---------- Materials provided ----------
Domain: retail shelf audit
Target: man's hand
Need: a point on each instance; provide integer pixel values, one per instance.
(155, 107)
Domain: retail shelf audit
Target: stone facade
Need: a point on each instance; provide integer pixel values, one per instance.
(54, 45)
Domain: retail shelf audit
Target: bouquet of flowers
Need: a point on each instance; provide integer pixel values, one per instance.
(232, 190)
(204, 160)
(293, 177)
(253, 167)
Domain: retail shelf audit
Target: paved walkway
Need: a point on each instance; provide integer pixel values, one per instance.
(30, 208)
----------
---------- Materials provided ----------
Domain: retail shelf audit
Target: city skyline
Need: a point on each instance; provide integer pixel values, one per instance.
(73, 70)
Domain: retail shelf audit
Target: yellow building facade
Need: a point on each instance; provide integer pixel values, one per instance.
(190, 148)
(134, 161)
----------
Exercise aim:
Report how many lines in the entries above contain the word "facade", matching case exactly. Give only the number.

The completed task:
2